— begin Excerpt —
V-Combo History

The following lists Roland ‘transportable combo organs’ (in old days, 60 kilos were regarded as ‘transportable’…).
Initially ‘pure Hammond clones’, more and more ‘non-organ sounds’ were added from the beginning of the 1990th

Acetone (first company of Mr. Kakehashi, founder of Roland):

  • Top1-Top9 (1965-1969): single manual, 49-61 keys
  • GT2 (1971): single manual, 49 keys (synth-type). Later also sold as ‘Hammond X2’
  • GT5 (1971): double manuals (spinet), 2×49 keys (synth-type), bass short pedal. Laer also sold as ‘Hammond X5’
  • GT7 (1971): double manuals (spinet), 2×49 keys (synth-type), bass short pedal, more sound features than GT5 and a small builtin 25W ‘practice amp’

Roland VK-series

  • VK-6 (1977): double manual (spinet), 2×49 keys (synth-type), bass short pedal, only organ sound
  • VK-9 (1977): double manual (cabinet), 2×61 keys (synth-type), 2 octave full bass pedal, only organ sound
  • VK-1 (1979): single manual, 61 keys (synth-type), only organ sound
  • VK-09 (1981): single manual, 61 keys (synth-type), only organ sound
  • VK-1000 (1991 – Roland-Rhodes): ‘organ synth’ based on famous SA-synthesis: one of the first ‘combo organs’ in modern understanding and predecessor of VR760: single manual, 76 touch sensitiv keys (synth-type), drawbar organ, APs, EPs, synth-sound, ‘moddable’ with the drawbars, effects, mod-pitch-joystick.
— end Excerpt —
— begin Data lines —
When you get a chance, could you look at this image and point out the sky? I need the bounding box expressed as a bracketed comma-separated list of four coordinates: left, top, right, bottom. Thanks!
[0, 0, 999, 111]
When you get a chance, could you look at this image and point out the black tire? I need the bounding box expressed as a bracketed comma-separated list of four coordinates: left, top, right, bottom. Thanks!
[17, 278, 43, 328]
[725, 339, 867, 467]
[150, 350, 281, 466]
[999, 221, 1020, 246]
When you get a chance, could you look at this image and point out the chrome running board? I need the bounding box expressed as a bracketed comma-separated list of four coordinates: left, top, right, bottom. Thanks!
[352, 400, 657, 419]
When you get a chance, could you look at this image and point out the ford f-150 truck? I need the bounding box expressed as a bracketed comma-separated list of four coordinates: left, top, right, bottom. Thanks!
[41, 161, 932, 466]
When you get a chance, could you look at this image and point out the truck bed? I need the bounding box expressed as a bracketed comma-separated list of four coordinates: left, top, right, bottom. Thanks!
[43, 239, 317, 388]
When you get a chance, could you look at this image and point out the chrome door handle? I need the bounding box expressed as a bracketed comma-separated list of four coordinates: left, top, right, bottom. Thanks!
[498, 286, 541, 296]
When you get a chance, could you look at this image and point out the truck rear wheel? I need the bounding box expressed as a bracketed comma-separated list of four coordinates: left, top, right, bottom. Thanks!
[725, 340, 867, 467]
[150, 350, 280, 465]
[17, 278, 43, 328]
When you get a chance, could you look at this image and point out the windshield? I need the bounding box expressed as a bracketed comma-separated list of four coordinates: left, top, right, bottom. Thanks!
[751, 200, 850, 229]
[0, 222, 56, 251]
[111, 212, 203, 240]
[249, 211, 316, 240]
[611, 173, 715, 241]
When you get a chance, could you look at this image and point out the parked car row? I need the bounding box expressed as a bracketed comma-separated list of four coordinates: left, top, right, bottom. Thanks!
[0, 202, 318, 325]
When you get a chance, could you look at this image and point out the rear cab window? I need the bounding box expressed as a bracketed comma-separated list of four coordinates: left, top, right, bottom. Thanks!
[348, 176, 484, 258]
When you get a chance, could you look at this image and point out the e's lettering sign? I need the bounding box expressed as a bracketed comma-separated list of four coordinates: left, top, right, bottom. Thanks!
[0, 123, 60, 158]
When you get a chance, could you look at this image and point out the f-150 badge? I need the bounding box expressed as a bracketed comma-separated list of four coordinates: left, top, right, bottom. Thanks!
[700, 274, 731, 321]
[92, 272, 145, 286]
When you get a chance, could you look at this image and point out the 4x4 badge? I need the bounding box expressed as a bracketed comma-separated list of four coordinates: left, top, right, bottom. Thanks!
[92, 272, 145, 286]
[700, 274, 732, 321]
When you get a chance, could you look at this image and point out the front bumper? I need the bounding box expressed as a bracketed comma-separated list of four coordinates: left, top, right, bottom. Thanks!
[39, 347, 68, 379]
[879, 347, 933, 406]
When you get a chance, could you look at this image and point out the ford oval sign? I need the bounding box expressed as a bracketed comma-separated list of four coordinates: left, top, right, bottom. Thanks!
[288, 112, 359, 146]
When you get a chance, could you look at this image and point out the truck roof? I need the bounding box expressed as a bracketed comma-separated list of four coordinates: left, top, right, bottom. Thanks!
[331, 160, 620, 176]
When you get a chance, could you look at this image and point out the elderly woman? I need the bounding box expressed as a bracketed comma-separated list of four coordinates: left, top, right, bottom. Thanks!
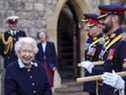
[5, 37, 52, 95]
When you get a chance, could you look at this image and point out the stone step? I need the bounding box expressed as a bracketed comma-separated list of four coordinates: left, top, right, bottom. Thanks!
[55, 82, 83, 95]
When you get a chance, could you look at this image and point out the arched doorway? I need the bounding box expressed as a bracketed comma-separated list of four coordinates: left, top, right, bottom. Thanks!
[47, 0, 99, 79]
[57, 1, 80, 79]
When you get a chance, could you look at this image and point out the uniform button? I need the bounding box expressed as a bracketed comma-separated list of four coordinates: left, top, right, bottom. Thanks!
[32, 82, 35, 86]
[27, 69, 31, 72]
[33, 90, 36, 94]
[30, 76, 32, 79]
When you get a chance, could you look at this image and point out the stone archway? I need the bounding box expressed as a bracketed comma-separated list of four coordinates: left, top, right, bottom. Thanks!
[47, 0, 92, 43]
[47, 0, 100, 80]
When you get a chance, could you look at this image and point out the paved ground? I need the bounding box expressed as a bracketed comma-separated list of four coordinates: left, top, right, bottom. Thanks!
[54, 82, 84, 95]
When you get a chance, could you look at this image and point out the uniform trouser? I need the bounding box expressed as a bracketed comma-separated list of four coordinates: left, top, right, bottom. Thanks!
[83, 65, 104, 95]
[102, 84, 119, 95]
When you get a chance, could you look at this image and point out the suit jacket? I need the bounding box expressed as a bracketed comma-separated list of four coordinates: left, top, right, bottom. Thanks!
[4, 62, 52, 95]
[36, 41, 57, 69]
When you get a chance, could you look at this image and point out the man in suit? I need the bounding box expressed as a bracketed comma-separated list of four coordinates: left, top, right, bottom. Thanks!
[3, 16, 26, 68]
[36, 32, 57, 87]
[4, 37, 52, 95]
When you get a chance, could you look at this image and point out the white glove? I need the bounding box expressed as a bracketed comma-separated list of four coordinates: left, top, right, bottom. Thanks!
[79, 61, 94, 73]
[87, 46, 96, 56]
[102, 72, 125, 89]
[99, 37, 105, 45]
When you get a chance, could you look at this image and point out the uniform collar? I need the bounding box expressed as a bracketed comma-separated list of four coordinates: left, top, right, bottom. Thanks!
[18, 59, 38, 68]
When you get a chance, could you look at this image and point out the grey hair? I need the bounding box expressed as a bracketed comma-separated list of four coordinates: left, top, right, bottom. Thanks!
[15, 37, 38, 55]
[37, 31, 48, 38]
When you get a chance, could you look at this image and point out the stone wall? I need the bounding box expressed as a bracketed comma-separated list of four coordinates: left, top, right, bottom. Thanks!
[0, 0, 57, 37]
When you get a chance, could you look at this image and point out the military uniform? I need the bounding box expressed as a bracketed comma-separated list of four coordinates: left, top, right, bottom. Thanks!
[83, 14, 103, 95]
[99, 4, 126, 95]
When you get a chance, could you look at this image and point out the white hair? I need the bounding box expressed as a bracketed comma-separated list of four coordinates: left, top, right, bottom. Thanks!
[15, 37, 38, 55]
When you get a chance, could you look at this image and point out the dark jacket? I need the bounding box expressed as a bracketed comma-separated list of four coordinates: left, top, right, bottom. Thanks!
[36, 42, 57, 69]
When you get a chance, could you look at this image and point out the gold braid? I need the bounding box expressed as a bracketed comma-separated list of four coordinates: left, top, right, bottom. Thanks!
[2, 34, 13, 55]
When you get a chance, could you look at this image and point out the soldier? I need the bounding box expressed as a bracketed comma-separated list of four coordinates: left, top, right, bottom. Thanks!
[99, 4, 126, 95]
[80, 14, 103, 95]
[2, 16, 26, 68]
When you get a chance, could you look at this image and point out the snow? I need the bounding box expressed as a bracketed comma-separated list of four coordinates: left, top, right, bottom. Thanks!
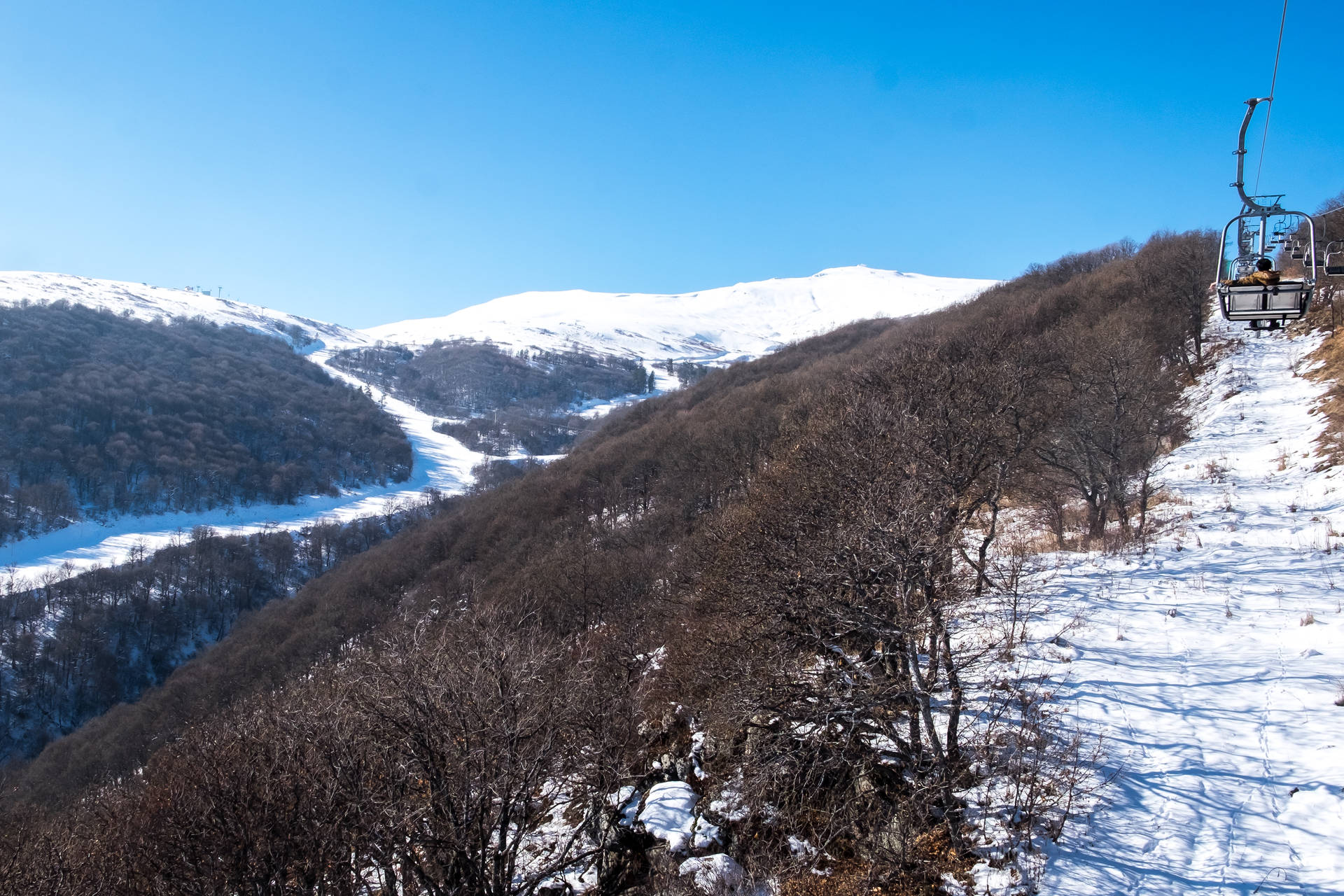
[0, 266, 995, 580]
[1026, 316, 1344, 896]
[0, 349, 486, 582]
[637, 780, 700, 855]
[0, 272, 368, 351]
[678, 853, 746, 893]
[364, 265, 997, 363]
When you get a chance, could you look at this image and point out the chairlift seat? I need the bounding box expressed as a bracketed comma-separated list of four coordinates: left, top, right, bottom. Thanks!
[1218, 281, 1311, 321]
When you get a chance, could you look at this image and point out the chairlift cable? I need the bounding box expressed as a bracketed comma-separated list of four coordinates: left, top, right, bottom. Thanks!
[1252, 0, 1287, 193]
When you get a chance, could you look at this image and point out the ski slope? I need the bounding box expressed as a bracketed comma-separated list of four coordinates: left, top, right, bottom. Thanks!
[0, 349, 485, 582]
[363, 265, 997, 363]
[0, 266, 995, 580]
[1026, 325, 1344, 896]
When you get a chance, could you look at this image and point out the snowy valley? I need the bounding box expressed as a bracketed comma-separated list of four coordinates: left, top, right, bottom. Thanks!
[0, 266, 993, 582]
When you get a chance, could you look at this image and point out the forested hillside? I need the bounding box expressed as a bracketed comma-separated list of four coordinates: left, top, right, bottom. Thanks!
[0, 494, 442, 762]
[329, 340, 672, 456]
[0, 232, 1215, 896]
[0, 301, 412, 542]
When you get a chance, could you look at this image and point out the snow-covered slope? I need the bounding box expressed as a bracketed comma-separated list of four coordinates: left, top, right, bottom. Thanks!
[0, 272, 367, 352]
[364, 265, 997, 361]
[1026, 318, 1344, 896]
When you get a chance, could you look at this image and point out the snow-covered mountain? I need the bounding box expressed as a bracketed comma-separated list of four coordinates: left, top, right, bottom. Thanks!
[0, 272, 367, 352]
[363, 265, 997, 361]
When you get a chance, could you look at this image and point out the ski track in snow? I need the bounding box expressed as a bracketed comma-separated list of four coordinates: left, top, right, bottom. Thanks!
— end Data lines —
#### What to produce:
From the history of combo organs, extract the part that opens with the words containing "Roland VK-series" and closes with "drawbars, effects, mod-pitch-joystick.". Work from the text on the history of combo organs by itself.

#### The completed task:
Roland VK-series

  • VK-6 (1977): double manual (spinet), 2×49 keys (synth-type), bass short pedal, only organ sound
  • VK-9 (1977): double manual (cabinet), 2×61 keys (synth-type), 2 octave full bass pedal, only organ sound
  • VK-1 (1979): single manual, 61 keys (synth-type), only organ sound
  • VK-09 (1981): single manual, 61 keys (synth-type), only organ sound
  • VK-1000 (1991 – Roland-Rhodes): ‘organ synth’ based on famous SA-synthesis: one of the first ‘combo organs’ in modern understanding and predecessor of VR760: single manual, 76 touch sensitiv keys (synth-type), drawbar organ, APs, EPs, synth-sound, ‘moddable’ with the drawbars, effects, mod-pitch-joystick.